**REQUIREMENT**
Look below for the line containing "positive clicks: (35, 266)" and the line containing "negative clicks: (392, 233) (379, 286)"; repeat exactly those two lines and all lines between them, and nothing else.

● ● ● ● ●

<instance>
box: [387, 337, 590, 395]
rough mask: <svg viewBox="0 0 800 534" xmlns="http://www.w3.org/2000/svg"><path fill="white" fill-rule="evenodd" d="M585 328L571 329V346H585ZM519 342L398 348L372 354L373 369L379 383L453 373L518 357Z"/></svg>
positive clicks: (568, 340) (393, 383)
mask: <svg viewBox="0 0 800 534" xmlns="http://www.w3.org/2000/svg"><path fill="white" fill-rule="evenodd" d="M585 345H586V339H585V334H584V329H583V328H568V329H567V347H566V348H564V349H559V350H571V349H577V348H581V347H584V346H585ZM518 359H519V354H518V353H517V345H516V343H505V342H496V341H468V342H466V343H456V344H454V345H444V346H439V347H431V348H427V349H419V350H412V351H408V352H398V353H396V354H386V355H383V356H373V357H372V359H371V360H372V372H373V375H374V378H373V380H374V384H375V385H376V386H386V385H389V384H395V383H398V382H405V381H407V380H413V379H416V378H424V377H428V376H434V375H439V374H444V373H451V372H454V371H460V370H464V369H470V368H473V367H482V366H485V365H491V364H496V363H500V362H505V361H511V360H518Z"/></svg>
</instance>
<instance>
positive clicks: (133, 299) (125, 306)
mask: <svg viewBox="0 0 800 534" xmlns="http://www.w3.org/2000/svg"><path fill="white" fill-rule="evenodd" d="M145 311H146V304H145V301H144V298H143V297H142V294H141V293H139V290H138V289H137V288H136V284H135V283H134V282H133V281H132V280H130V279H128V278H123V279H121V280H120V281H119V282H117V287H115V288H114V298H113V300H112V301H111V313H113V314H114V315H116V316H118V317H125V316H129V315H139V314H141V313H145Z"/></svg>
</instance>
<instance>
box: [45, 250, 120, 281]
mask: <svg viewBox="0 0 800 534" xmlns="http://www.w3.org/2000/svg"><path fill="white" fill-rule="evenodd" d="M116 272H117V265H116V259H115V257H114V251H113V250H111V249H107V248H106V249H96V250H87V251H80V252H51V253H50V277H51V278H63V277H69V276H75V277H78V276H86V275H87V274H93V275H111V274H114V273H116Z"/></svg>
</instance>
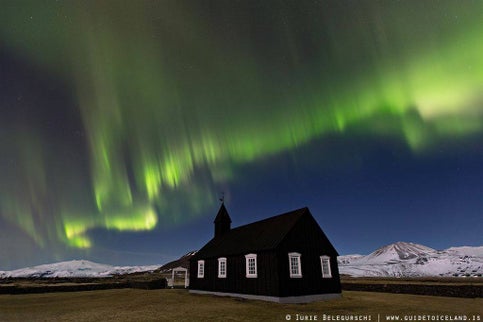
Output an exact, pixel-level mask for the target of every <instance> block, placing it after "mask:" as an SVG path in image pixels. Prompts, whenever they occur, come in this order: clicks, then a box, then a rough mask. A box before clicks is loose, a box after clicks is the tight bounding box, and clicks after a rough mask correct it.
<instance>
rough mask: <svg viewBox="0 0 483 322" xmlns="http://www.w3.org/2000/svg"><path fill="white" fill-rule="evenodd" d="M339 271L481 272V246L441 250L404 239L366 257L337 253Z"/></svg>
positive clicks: (428, 272) (455, 275)
mask: <svg viewBox="0 0 483 322" xmlns="http://www.w3.org/2000/svg"><path fill="white" fill-rule="evenodd" d="M338 261H339V270H340V273H341V274H345V275H350V276H356V277H362V276H366V277H370V276H381V277H383V276H392V277H418V276H476V277H481V276H482V275H483V246H480V247H469V246H464V247H451V248H448V249H446V250H443V251H437V250H435V249H432V248H429V247H426V246H423V245H419V244H414V243H406V242H398V243H395V244H390V245H387V246H384V247H381V248H379V249H377V250H376V251H374V252H372V253H371V254H369V255H367V256H361V255H346V256H339V258H338Z"/></svg>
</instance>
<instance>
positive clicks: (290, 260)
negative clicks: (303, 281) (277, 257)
mask: <svg viewBox="0 0 483 322" xmlns="http://www.w3.org/2000/svg"><path fill="white" fill-rule="evenodd" d="M301 256H302V255H301V254H300V253H295V252H293V253H288V270H289V273H290V278H301V277H302V262H301V260H300V257H301ZM293 259H294V260H295V263H296V265H297V266H296V267H295V268H296V269H297V271H296V272H294V270H293V268H294V267H293V264H294V262H293V261H292V260H293Z"/></svg>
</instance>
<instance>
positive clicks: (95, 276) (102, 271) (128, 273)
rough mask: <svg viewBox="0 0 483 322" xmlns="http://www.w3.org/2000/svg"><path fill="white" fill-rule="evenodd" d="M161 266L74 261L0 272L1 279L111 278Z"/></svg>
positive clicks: (35, 266)
mask: <svg viewBox="0 0 483 322" xmlns="http://www.w3.org/2000/svg"><path fill="white" fill-rule="evenodd" d="M160 266H161V265H151V266H112V265H106V264H99V263H94V262H91V261H88V260H72V261H65V262H59V263H52V264H44V265H38V266H33V267H27V268H21V269H16V270H13V271H0V278H69V277H110V276H115V275H122V274H130V273H137V272H147V271H154V270H156V269H158V268H159V267H160Z"/></svg>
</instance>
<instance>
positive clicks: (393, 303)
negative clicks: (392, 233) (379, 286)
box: [0, 289, 483, 322]
mask: <svg viewBox="0 0 483 322" xmlns="http://www.w3.org/2000/svg"><path fill="white" fill-rule="evenodd" d="M287 314H290V315H291V317H292V321H296V314H302V315H312V316H315V315H317V320H318V321H323V315H324V314H330V315H337V314H343V315H347V314H358V315H370V317H371V321H377V320H378V314H379V315H380V319H381V321H385V320H386V319H385V316H386V315H396V314H400V315H407V314H411V315H413V314H437V315H446V314H448V315H461V314H466V315H468V317H469V318H470V319H471V318H472V316H473V315H480V320H481V321H483V299H482V298H478V299H461V298H449V297H434V296H420V295H406V294H386V293H374V292H344V293H343V297H342V298H341V299H338V300H332V301H323V302H316V303H309V304H276V303H267V302H262V301H251V300H240V299H234V298H225V297H215V296H209V295H193V294H188V292H187V291H186V290H176V289H175V290H169V289H164V290H149V291H148V290H135V289H119V290H103V291H87V292H66V293H47V294H26V295H0V321H76V322H77V321H167V320H169V321H286V315H287Z"/></svg>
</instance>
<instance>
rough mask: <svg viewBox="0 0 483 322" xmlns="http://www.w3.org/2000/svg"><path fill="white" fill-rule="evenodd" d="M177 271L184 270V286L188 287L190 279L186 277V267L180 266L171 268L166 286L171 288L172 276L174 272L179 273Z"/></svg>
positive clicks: (189, 281) (178, 271) (175, 272)
mask: <svg viewBox="0 0 483 322" xmlns="http://www.w3.org/2000/svg"><path fill="white" fill-rule="evenodd" d="M179 272H184V287H185V288H188V286H189V285H190V280H189V277H188V269H186V268H184V267H181V266H179V267H176V268H173V269H172V271H171V279H169V280H168V287H171V288H173V287H174V278H175V275H176V273H179Z"/></svg>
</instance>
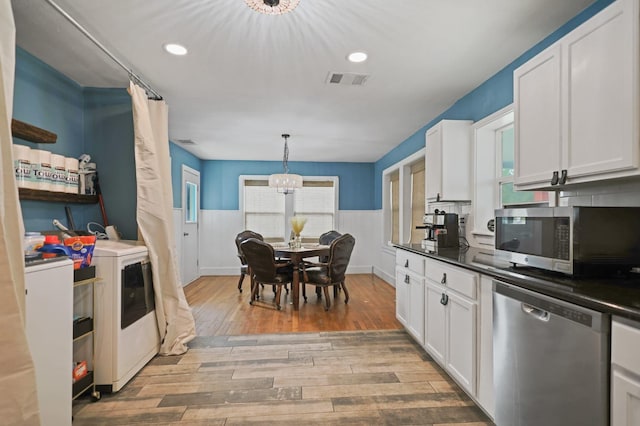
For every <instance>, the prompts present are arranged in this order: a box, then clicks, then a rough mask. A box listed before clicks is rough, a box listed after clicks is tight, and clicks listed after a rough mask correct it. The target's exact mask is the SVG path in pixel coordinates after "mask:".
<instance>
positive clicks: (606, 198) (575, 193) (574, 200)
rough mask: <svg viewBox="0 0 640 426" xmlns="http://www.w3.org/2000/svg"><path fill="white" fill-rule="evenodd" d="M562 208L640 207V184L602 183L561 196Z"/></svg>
mask: <svg viewBox="0 0 640 426" xmlns="http://www.w3.org/2000/svg"><path fill="white" fill-rule="evenodd" d="M558 202H559V205H561V206H596V207H599V206H611V207H618V206H620V207H638V206H640V182H633V181H628V182H620V183H612V182H602V183H594V184H589V186H588V187H587V186H585V187H581V188H580V189H576V190H571V191H563V192H560V194H559V201H558Z"/></svg>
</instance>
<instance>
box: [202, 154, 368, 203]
mask: <svg viewBox="0 0 640 426" xmlns="http://www.w3.org/2000/svg"><path fill="white" fill-rule="evenodd" d="M289 170H290V172H291V173H298V174H301V175H305V176H338V178H339V200H338V203H339V207H340V210H373V207H374V206H373V199H374V196H373V186H372V185H371V182H373V176H374V175H373V170H374V169H373V163H315V162H304V161H293V162H289ZM272 173H282V162H281V161H222V160H208V161H203V168H202V174H201V179H202V208H203V209H205V210H238V209H239V201H238V197H239V176H240V175H270V174H272Z"/></svg>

● ● ● ● ●

**YOUR RESPONSE**
positive clicks: (35, 266)
mask: <svg viewBox="0 0 483 322" xmlns="http://www.w3.org/2000/svg"><path fill="white" fill-rule="evenodd" d="M160 266H161V265H151V266H112V265H106V264H99V263H94V262H91V261H88V260H72V261H65V262H59V263H52V264H44V265H38V266H33V267H27V268H21V269H16V270H13V271H0V278H69V277H110V276H115V275H122V274H130V273H137V272H147V271H154V270H156V269H158V268H159V267H160Z"/></svg>
</instance>
<instance>
positive clicks: (393, 303)
negative clicks: (392, 233) (379, 286)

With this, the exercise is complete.